(What the task requires): Please copy out everything in the passage on calling assembly routines from C, from "The first step" down to "is completely avoided.", renaming "stack" to "software stack" wherever it occurs.

(Text segment):
· · · ·
Oftentimes, it can be advantageous to create small application helpers in assembly language to decrease codespace and increase execution speed of the overall program. An example of this would be the transfer of characters to a FIFO (First-In, First-Out) storage buffer for transmission over a serial port. This simple action could be performed by an assembly language driver which would execute much quicker than coding it in C. The following discussion outlines a method of interfacing a C program with an assembly language subroutine.
The first step in creating the assembly language code for the driver is
to determine how to pass the C arguments to the assembly language
routine. The cc65 toolset allows the user to specify whether the data
is passed to a subroutine via the stack or by the processor registers by
using the __fastcall__
function declaration (note that there
are two underscore characters in front of and two behind the
fastcall
declaration). When __fastcall__
is
specified, the rightmost argument in the function call is passed to the
subroutine using the 6502 registers instead of the stack. Note that if
there is only one argument in the function call, the execution overhead
required by the stack interface routines is completely avoided.
Without __fastcall__
, the argument is loaded in the A and X
registers and then pushed onto the stack via a call to pushax
.
The first thing the subroutine does is retrieve the argument from the
stack via a call to ldax0sp
, which copies the values into the A
and X. When the subroutine is finished, the values on the stack must be
popped off and discarded via a jump to incsp2
, which includes
the RTS subroutine return command. This is shown in the following code
sample.
· · · ·
[Boundary annotation records]
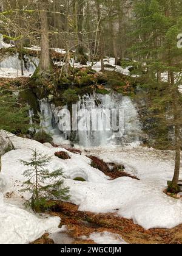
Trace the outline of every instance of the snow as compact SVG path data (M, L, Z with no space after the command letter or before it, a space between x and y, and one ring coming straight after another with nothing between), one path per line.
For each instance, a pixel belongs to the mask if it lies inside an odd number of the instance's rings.
M79 210L113 213L133 219L135 224L146 229L170 229L182 223L182 201L163 193L168 178L173 174L170 152L161 152L159 157L160 152L142 147L90 150L90 154L94 153L108 162L124 162L127 171L128 167L131 173L141 179L137 180L121 177L110 180L100 171L91 167L90 160L83 154L75 154L62 148L51 148L17 137L12 138L12 142L15 150L2 157L1 176L6 182L4 194L13 192L15 199L22 196L29 199L30 195L20 191L24 181L22 172L25 167L19 159L27 160L32 149L36 148L52 156L48 166L50 171L62 168L65 184L70 188L70 202L78 205ZM54 156L55 152L61 150L67 152L71 159L63 160ZM73 180L77 176L83 177L87 182Z
M119 235L107 232L92 233L88 239L99 244L127 244Z
M27 211L4 202L0 193L0 243L27 244L46 232L58 229L58 217L40 219Z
· · · ·
(The completed task):
The first step in creating the assembly language code for the driver is
to determine how to pass the C arguments to the assembly language
routine. The cc65 toolset allows the user to specify whether the data
is passed to a subroutine via the software stack or by the processor registers by
using the __fastcall__
function declaration (note that there
are two underscore characters in front of and two behind the
fastcall
declaration). When __fastcall__
is
specified, the rightmost argument in the function call is passed to the
subroutine using the 6502 registers instead of the software stack. Note that if
there is only one argument in the function call, the execution overhead
required by the software stack interface routines is completely avoided.